** BEGIN DATA PROVIDED **

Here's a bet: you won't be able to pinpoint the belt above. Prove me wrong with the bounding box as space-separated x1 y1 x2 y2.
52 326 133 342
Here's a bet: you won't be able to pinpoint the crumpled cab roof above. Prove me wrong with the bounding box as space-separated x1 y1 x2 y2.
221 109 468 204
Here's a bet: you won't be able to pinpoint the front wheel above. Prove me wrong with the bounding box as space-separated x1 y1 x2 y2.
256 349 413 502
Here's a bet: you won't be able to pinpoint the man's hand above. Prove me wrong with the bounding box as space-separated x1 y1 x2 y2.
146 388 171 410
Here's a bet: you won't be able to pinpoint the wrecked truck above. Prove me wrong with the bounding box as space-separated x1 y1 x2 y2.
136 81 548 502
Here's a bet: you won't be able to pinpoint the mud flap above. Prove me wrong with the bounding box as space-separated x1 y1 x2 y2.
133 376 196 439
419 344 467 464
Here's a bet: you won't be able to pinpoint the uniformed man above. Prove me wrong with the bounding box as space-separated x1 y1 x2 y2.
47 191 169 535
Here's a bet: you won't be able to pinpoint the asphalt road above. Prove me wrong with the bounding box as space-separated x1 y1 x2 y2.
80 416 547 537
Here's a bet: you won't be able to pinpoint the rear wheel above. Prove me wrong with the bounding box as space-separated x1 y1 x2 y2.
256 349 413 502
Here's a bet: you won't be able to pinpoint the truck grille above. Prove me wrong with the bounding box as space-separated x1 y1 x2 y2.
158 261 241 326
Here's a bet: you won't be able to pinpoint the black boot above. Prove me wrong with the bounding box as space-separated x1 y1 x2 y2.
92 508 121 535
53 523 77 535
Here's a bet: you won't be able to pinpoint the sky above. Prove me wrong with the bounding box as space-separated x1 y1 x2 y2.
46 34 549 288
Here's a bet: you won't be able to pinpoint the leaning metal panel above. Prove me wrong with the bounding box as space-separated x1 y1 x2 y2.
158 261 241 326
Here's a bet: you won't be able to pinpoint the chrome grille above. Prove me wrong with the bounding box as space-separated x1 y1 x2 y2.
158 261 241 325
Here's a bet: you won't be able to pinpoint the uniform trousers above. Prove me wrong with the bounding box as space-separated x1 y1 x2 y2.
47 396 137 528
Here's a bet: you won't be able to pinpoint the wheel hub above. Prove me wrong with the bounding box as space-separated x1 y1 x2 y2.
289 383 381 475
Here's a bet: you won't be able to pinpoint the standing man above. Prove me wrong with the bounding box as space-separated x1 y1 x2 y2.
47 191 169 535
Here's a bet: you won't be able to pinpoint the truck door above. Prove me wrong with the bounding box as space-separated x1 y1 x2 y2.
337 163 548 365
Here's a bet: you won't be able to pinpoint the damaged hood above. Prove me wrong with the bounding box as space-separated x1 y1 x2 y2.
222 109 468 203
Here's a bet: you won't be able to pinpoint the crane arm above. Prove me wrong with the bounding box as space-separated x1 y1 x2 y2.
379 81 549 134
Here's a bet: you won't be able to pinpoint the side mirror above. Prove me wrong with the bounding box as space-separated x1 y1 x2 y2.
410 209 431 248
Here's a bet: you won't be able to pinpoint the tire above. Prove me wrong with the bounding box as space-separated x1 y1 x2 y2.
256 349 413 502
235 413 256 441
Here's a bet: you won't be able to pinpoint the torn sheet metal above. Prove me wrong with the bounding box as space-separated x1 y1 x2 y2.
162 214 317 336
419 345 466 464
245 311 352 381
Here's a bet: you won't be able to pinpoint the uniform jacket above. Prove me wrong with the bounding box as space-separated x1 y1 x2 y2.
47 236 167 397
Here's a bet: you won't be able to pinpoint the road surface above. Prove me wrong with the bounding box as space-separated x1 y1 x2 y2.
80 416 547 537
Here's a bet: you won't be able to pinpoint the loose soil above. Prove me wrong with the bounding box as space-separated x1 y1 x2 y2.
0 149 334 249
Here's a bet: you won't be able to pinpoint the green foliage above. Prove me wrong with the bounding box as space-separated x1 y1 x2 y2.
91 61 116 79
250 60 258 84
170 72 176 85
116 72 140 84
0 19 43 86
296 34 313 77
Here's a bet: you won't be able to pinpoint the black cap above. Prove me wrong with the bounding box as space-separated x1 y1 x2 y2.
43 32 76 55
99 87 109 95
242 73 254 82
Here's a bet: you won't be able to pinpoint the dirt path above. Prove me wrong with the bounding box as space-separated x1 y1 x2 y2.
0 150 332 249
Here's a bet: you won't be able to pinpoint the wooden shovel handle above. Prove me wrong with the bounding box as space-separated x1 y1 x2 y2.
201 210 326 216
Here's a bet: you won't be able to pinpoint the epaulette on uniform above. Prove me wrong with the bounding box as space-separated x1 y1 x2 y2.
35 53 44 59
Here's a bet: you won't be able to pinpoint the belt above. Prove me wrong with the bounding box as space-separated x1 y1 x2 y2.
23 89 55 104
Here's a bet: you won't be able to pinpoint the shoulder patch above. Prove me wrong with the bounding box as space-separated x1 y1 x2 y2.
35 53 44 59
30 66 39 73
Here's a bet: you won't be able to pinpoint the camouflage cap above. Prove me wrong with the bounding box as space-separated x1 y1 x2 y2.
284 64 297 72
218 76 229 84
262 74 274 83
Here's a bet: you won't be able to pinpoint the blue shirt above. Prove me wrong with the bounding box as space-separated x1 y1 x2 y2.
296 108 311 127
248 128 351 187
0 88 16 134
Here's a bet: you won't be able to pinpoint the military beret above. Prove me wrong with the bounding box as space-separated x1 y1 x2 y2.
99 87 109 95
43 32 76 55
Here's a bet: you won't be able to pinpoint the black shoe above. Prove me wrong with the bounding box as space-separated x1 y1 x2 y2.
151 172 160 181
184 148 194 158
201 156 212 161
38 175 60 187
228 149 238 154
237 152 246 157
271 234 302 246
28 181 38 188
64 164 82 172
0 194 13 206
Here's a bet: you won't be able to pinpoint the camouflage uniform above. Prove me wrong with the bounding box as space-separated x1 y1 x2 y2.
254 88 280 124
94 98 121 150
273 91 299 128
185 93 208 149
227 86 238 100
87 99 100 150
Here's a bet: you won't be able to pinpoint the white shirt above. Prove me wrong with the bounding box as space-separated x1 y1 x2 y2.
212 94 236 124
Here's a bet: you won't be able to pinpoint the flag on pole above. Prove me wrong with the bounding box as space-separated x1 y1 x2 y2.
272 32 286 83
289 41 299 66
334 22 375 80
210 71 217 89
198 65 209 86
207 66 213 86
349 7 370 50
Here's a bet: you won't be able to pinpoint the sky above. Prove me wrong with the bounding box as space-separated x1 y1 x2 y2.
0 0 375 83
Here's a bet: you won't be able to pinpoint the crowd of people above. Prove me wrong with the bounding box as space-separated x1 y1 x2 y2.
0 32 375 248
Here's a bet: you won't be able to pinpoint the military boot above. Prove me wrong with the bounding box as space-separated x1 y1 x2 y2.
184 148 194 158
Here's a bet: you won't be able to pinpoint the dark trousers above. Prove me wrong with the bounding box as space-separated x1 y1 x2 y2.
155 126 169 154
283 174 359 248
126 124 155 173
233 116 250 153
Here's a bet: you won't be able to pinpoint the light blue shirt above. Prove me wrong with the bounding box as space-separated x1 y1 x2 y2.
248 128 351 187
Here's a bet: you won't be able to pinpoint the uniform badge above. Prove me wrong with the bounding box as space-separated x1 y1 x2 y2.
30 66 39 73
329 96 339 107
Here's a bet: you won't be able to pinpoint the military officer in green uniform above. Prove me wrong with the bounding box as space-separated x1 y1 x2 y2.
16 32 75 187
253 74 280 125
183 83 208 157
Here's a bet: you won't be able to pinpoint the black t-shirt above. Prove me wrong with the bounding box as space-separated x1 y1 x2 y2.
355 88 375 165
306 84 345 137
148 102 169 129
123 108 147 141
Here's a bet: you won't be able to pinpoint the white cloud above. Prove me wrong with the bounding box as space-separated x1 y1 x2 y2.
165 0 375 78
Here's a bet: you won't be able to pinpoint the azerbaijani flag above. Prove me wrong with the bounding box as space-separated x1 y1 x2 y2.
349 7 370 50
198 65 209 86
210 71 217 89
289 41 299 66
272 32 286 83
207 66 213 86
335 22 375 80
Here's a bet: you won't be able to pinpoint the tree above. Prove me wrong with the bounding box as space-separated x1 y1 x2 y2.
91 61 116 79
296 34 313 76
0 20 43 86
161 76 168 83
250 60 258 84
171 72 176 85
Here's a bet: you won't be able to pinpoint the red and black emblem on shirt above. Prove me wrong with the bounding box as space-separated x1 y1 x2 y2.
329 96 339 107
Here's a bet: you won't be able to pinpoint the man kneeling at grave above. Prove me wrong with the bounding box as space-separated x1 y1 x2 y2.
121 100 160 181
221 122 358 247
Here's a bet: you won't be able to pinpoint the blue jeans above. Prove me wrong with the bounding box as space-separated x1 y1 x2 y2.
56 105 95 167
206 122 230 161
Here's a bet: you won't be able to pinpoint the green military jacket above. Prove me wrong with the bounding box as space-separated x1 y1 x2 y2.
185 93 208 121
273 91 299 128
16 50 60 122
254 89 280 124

** END DATA PROVIDED **

REQUIRED WORK: Starting at the line with "Here's a bet: you won't be able to pinpoint the tree" and running through the end of the records, write those lines out again, swapping "military" for "army" and changing nothing else.

COMPLETE OUTPUT:
Here's a bet: you won't be able to pinpoint the tree above. Prove me wrong with the bounding box as space-separated x1 y1 x2 y2.
91 61 116 79
296 34 313 76
0 20 43 86
161 76 168 83
250 60 258 84
171 72 176 85
Here's a bet: you won't be able to pinpoint the red and black emblem on shirt above. Prove me wrong with the bounding box as space-separated x1 y1 x2 y2.
329 96 339 107
Here's a bet: you won't be able to pinpoint the man kneeling at grave above. Prove me wrong with the bounding box as space-separated x1 y1 x2 y2.
121 100 160 181
221 122 358 247
Here's a bet: you won't be able to pinpoint the blue jeans above. Prove me wrong with the bounding box as space-separated x1 y1 x2 y2.
56 105 95 167
206 122 230 161
Here's a bet: you won't be able to pinpoint the green army jacket above. Prove me wrong with the bounding box as space-separated x1 y1 x2 y2.
185 93 208 121
273 91 299 128
16 50 60 122
254 89 280 124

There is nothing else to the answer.